What this exercise asks:
(1) Quote the cocaine Q&A word for word between "Some crack and" and "even heart attacks.", inclusive.
(2) Write what comes next in the cocaine Q&A, picking up right after its final sentence.

Reading text:
━━━

A: Cocaine is a powerful drug made from the leaves of the coca plant, which is found mostly in South America. The plant’s leaves produce a paste. This paste is purified to produce a white powder. The powder is often weakened by mixing it with sugar, cornstarch or talcum powder. Some street names for cocaine are “coke,” “snow”, “C” and “flake.”

Q: Is cocaine an upper or a downer?

A: Cocaine is an upper. It stimulates the body’s nervous system.

Q: How does a person take cocaine?

A: Cocaine is often sniffed or snorted through the nostrils and absorbed into the body through the respiratory tract. Sometimes cocaine is smoked or injected.

Q: What are freebase and crack cocaine?

A: Freebase cocaine is cocaine that has been chemically changed so that it can be smoked. Crack cocaine is made by mixing cocaine and baking soda and heating the mixture. When the mixture cools and dries it forms clumps known as rock or crack. These “rocks” can be smoked.

Some crack and freebase users heat it up in glass pipes and inhale the vapours. Others add it to tobacco or marijuana cigarettes.

Q: What are some of the effects of cocaine?

A: All forms of cocaine have the same effects. Because it increases the activity in the nervous system, cocaine produces increased alertness, high energy and euphoria. These effects are followed by agitation, anxiety and decreased appetite.

Cocaine also causes higher blood pressure, rapid heartbeat and breathing, and sweating. Taking a large amount of cocaine can cause shallow breathing, unpredictable or violent behaviour, twitching, hallucinations, chest pain, blurred vision, vomiting and even heart attacks.

Q: How long do the effects of cocaine last?

A: The cocaine high can last from five minutes to two hours. When users come down or “crash,” they feel very depressed, anxious and irritable. Many users take repeated doses to keep the high going and avoid the crash. Others try to modify the effects or stop binges with other drugs like alcohol, tranquillizers or heroin.

Q: Is it safer to snort, smoke or inject cocaine?

A: There is no safe way to use cocaine. All three ways have the same effects, but injecting or smoking cocaine produces these effects faster and more intensely than snorting.

━━━

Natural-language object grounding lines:
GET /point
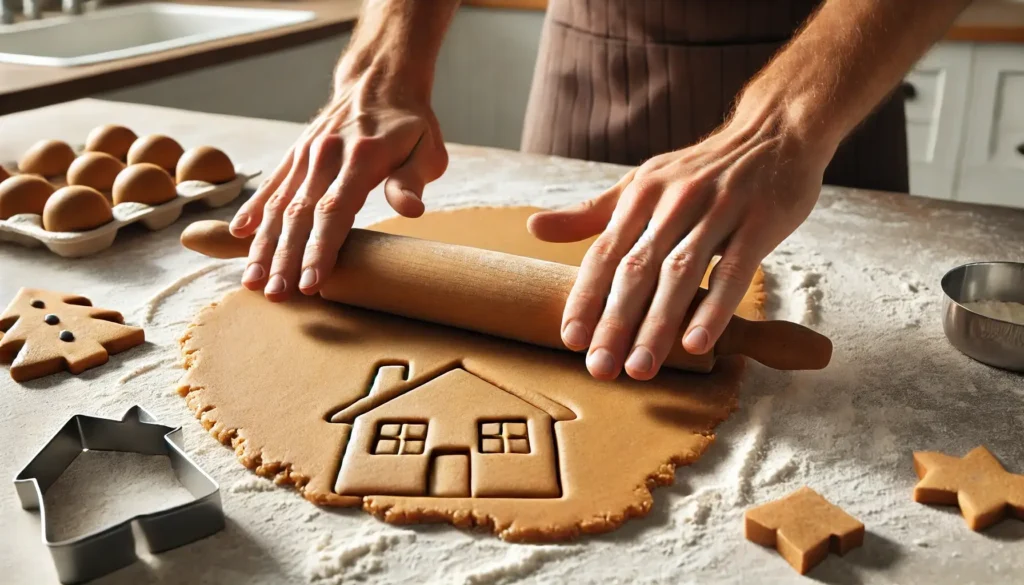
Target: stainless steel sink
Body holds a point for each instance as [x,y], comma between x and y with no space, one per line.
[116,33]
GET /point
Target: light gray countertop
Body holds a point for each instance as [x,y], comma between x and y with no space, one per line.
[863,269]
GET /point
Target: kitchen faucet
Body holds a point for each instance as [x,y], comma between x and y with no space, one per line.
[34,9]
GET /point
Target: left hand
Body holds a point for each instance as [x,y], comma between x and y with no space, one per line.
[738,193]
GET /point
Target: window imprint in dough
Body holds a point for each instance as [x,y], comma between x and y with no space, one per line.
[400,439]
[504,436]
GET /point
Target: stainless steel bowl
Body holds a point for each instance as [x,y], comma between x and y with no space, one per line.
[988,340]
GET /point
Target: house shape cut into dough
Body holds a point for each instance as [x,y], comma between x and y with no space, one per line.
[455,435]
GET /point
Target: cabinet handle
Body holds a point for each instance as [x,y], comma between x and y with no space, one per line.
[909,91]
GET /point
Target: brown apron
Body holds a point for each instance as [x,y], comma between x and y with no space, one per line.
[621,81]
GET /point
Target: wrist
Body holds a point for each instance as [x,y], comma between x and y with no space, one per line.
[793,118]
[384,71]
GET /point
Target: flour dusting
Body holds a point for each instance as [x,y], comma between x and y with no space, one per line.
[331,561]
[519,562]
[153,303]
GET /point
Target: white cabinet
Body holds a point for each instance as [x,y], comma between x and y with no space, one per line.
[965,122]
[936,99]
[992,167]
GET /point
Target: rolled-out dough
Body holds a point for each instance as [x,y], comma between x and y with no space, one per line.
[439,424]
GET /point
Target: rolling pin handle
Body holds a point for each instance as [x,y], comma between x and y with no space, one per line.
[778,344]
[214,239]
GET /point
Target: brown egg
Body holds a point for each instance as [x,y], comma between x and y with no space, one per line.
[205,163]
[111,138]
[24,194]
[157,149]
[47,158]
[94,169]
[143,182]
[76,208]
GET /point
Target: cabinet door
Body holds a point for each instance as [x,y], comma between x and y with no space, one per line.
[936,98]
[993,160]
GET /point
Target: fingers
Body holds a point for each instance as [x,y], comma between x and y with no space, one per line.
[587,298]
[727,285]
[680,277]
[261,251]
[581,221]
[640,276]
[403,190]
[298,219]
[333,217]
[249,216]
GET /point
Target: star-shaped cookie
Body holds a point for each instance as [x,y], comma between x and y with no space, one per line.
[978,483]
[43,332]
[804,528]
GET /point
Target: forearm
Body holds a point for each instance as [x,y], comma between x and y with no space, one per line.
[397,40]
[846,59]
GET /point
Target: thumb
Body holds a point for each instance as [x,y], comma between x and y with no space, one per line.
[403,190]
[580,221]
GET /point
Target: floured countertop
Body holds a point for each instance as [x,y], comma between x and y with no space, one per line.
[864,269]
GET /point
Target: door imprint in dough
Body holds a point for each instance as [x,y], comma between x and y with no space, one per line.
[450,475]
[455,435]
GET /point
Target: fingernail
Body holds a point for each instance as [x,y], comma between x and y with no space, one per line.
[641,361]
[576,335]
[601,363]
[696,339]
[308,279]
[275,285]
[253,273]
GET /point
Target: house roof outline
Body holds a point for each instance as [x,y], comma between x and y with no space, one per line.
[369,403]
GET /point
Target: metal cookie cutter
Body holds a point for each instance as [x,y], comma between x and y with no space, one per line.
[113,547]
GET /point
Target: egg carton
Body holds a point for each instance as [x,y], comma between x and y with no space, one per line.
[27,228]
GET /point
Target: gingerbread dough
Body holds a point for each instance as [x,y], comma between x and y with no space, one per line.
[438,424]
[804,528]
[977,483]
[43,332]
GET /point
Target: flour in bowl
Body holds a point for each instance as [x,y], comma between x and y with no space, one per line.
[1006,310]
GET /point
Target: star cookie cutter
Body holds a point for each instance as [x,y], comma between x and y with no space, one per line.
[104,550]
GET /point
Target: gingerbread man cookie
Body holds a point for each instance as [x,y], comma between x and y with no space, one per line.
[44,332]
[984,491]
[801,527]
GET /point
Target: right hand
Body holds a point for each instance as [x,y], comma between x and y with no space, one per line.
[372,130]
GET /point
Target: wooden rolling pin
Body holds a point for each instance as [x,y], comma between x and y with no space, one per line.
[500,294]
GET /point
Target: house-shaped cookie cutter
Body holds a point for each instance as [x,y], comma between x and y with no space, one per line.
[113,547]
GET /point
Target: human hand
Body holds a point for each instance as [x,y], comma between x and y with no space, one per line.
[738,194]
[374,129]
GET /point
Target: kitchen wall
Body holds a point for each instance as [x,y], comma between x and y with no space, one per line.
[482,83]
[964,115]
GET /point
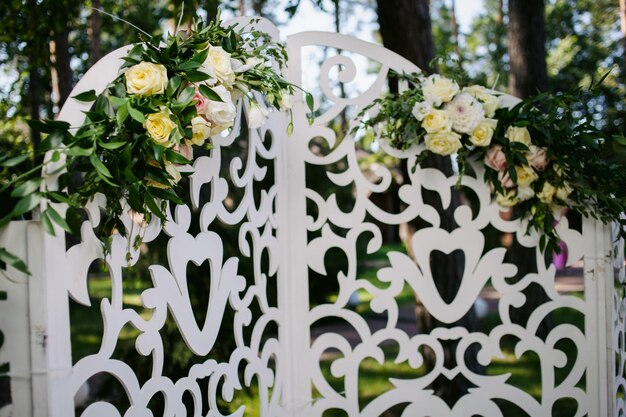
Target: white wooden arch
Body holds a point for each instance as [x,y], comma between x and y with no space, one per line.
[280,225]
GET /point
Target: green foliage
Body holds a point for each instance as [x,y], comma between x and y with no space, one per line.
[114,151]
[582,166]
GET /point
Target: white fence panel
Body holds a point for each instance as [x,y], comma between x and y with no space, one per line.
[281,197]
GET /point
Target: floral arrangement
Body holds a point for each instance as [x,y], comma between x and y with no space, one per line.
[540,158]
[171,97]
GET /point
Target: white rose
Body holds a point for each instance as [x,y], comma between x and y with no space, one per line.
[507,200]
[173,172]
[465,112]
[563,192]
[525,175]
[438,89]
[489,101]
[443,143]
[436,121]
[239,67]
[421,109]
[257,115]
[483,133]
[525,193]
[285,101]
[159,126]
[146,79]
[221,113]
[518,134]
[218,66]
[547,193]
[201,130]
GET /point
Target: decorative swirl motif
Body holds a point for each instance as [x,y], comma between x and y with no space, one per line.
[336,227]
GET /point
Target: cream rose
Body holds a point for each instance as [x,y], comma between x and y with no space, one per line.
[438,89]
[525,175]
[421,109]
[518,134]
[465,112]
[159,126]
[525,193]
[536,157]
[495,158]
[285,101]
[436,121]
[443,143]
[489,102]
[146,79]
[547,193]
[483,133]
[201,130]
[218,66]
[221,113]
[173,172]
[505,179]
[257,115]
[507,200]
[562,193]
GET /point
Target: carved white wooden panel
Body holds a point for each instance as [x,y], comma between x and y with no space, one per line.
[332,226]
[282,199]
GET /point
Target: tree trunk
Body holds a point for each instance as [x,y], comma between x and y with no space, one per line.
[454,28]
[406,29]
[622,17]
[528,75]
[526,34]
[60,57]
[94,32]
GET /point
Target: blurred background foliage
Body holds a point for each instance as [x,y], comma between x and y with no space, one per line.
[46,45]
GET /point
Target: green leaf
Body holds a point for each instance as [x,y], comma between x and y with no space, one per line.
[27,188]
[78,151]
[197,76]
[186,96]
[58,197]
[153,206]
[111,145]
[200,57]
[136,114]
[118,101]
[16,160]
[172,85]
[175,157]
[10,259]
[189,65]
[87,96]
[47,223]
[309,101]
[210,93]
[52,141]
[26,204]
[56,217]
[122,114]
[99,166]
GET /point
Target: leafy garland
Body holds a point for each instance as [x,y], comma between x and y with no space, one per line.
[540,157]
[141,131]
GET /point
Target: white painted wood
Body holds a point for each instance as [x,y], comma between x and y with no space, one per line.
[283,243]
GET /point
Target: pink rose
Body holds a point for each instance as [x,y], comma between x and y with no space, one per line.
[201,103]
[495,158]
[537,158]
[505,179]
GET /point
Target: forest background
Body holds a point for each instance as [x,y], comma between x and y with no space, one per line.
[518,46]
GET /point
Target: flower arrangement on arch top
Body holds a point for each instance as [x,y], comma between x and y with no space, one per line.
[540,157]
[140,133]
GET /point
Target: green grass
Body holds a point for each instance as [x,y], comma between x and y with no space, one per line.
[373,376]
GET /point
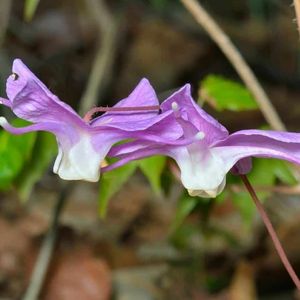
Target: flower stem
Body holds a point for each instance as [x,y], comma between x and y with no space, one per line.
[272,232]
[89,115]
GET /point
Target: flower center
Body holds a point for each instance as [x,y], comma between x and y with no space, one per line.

━━━

Exercise results:
(1)
Some crack and freebase users heat it up in glass pipes and inhale the vapours. Others add it to tobacco or marijuana cigarettes.

Q: What are some of the effects of cocaine?

A: All forms of cocaine have the same effects. Because it increases the activity in the nervous system, cocaine produces increased alertness, high energy and euphoria. These effects are followed by agitation, anxiety and decreased appetite.

Cocaine also causes higher blood pressure, rapid heartbeat and breathing, and sweating. Taking a large amount of cocaine can cause shallow breathing, unpredictable or violent behaviour, twitching, hallucinations, chest pain, blurred vision, vomiting and even heart attacks.

(2)
No matter how cocaine is used, it can cause overdoses.

Q: What happens to people who use cocaine for a long time?

A: Using cocaine regularly over a long time can leave users agitated and cause mood swings and depression. It can also result in a loss of appetite, sleep problems and sexual problems.

When cocaine is snorted, it can damage tissue in the nose. Over time, snorting cocaine can cause stuffed, runny, chapped or bleeding noses, and holes in the barrier separating the nostrils.

People who smoke cocaine can develop lung and breathing problems. Some people cough up black phlegm or even blood.

People who inject cocaine—especially if they share needles—are at risk of getting infectious diseases like hepatitis and HIV (the virus that causes AIDS).

Q: Is crack more dangerous than cocaine?

A: Because it is smoked, crack reaches the blood and brain very quickly. Smoking it causes the most intense and addictive high. The sudden increase in cocaine in the blood may mean a greater chance of seizures, heart attack and stroke.

Q: Do people get addicted to cocaine and crack?

A: Yes. Cocaine can actually change people’s brain chemistry and create a craving that makes it very hard for them to stop using cocaine.

Crack is also addictive, and because it is smoked, an addiction can develop quickly. That is because crack reaches the brain quickly and causes a brief high, which is then followed by a severe low. That low makes people want to use more crack to get back to the high. This pattern can quickly lead to addiction.